- _Text passage_
The sun came out. Shooting resumed. The sun hurt Sinatra’s eyes. As Chester sat by solicitously, Frank sulked and drank champagne and out of sheer boredom tossed a few bones to the reporters. (“Of course, I knew what people would say when I flew here. I am not a youth anymore,” he said, sounding oddly Spanish. “I expected this curiosity.”)

“Don’t you have anything else to say, Frank?” a reporter asked.

“Yes,” he said. “Bing Crosby is the best singer in the world.”

On Sunday, the lovers and Van Heusen went out tuna fishing. The sea sparkled; the Americans laughed and drank more champagne and caught a couple of big fish. The reporters were far away.

On Monday she had to go back to work. The reporters were clustering again. One of them handed Sinatra an American newspaper carrying a story about Nancy. She had spent Mother’s Day without Frank for the first time ever, the report read. She had received gifts from the children, but nothing from her husband, who had spent the weekend in Spain with Ava Gardner. The story mentioned the diamond-and-emerald necklace.

“They can’t make this one of those things,” Frank growled. He denied the existence of the necklace. “We have been chaperoned every minute we have been together,” he said. He was referring, in all seriousness, to Van Heusen. “We know now that because of this publicity, it was a mistake for me to have come here,” he said, and announced he was leaving twenty-four hours early.

There was another tearful parting, then he and Van Heusen flew to Paris to console themselves with whores.

- _Data lines_

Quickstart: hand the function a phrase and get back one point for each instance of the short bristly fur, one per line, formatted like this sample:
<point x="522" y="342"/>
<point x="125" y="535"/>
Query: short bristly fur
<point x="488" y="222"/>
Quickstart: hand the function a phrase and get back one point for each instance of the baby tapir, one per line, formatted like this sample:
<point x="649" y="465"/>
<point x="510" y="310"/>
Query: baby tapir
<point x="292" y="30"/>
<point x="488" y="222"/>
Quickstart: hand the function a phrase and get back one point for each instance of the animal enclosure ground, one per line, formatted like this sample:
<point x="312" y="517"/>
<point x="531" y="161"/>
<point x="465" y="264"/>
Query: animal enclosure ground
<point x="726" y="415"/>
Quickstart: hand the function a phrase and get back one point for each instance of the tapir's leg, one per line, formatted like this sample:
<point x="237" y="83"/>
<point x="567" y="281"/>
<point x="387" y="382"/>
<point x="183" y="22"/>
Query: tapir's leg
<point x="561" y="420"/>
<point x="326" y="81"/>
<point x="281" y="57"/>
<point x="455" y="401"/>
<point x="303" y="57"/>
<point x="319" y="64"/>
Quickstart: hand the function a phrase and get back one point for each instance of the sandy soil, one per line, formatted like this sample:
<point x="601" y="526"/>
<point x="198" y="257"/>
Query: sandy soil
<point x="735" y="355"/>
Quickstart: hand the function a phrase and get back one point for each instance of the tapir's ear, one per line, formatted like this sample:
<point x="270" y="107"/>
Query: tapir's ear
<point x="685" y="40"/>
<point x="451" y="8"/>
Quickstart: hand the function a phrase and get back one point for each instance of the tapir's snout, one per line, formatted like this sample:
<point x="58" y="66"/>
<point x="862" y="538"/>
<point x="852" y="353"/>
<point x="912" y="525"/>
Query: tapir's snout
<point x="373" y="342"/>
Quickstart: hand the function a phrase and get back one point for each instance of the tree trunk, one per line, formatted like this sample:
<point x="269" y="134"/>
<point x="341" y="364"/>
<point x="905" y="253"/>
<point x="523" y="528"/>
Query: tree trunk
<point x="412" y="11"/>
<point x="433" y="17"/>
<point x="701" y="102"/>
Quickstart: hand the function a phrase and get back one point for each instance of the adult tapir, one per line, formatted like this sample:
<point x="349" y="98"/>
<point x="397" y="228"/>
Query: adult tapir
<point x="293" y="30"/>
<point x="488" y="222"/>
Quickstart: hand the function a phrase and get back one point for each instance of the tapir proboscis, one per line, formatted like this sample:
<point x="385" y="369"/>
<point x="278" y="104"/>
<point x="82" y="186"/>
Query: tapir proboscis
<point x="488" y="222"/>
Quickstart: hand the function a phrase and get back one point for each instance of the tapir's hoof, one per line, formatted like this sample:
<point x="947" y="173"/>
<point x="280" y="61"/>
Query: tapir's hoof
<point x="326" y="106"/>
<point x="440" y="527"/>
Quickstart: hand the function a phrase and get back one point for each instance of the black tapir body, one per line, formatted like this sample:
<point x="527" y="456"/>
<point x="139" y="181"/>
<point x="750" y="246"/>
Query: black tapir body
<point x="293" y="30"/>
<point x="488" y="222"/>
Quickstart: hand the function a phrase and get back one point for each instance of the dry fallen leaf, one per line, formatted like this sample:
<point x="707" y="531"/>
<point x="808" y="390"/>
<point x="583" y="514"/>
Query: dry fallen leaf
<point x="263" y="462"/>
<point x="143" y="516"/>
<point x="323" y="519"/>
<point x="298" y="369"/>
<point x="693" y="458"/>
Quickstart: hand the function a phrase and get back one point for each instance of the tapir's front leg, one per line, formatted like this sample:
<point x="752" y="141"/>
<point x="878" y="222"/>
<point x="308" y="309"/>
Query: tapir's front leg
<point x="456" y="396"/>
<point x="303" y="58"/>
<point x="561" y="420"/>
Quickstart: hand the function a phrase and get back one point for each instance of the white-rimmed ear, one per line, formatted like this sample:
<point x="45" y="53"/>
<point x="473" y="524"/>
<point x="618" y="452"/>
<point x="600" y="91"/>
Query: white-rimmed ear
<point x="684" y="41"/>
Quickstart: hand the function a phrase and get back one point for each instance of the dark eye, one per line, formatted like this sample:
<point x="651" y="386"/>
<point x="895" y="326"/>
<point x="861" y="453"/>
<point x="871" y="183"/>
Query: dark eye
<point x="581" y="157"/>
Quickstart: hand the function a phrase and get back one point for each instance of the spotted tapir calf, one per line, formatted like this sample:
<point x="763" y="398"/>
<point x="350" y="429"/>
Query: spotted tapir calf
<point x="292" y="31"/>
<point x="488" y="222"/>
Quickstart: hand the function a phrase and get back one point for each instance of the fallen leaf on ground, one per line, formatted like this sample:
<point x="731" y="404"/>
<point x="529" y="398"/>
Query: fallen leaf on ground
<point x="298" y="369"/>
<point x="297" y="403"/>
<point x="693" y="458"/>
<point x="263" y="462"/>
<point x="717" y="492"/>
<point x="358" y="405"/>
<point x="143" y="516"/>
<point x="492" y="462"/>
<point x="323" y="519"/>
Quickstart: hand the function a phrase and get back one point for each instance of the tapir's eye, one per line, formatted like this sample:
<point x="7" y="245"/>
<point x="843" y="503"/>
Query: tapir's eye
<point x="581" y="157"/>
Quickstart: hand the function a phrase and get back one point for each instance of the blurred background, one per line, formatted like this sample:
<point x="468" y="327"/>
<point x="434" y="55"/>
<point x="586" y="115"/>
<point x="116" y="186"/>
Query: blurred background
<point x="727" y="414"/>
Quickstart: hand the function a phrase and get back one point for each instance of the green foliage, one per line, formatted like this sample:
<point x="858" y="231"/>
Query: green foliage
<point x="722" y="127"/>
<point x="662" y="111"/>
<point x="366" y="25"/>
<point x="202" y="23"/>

- _Tasks to perform_
- 1) Reproduce the Sinatra passage word for word, beginning at the words "The sun came" and stopping after "a reporter asked.".
- 2) Pick up the account of Frank Sinatra's visit to Spain after its final sentence and continue it.

- _Answers to each task_
- 1)
The sun came out. Shooting resumed. The sun hurt Sinatra’s eyes. As Chester sat by solicitously, Frank sulked and drank champagne and out of sheer boredom tossed a few bones to the reporters. (“Of course, I knew what people would say when I flew here. I am not a youth anymore,” he said, sounding oddly Spanish. “I expected this curiosity.”)

“Don’t you have anything else to say, Frank?” a reporter asked.

- 2)
Earl Wilson tracked Frank down at the Café Lido, a lively nightclub featuring bare-breasted chorus girls. Frank shouted over the phone—partly because he had to, due to the faint transatlantic connection, but mostly because he was upset:

“This bullfighter is nothing to her. NOTHING! This girl is very upset because she’s had nothing to do with this boy,” Frank went on. He was screaming a little; him with not too good a throat, either!

“What did you and Ava do in Spain?” I innocently inquired. A reporter on this kind of story has got to ask a lot of foolish questions.

“We were sunning ourselves all day and we went out for a ride when she wasn’t working,” Frank shouted.

“She and I took a lot of drives. We took a lot of looks at the countryside. We caught a couple of tuna fish.”

And that reminded Frank of something he had been wanting to get across to the whole world and, though that beautiful Lido show with the creamy-skinned beauties was waiting, he took time to explain.

“We’ve kept this clean as anybody could,” he exclaimed. “Just so nobody could hit below the belt, we were well chaperoned all the time. We were chaperoned like a high school dance. ALL THE TIME!”

“And did you talk about getting a divorce so you can get married?”

“I’ve never said a word about it. NOT A WORD,” he fiercely insisted, “and here’s something you can use. Everybody’s talking about Ava and me getting married … EVERYBODY … except Ava and me!”

The trip to Spain had been a fiasco. He wasn’t working (while Ava was): he hadn’t sung in a month. On the way home—and where exactly was home? in his office on South Robertson?—squadrons of reporters met him at every stop along the way, in London and in New York and finally in Los Angeles, all asking the same stupid questions: Was Ava in love with the bullfighter? Was Frank running away from the bullfighter? And by the way, were Frank and Ava planning to get married?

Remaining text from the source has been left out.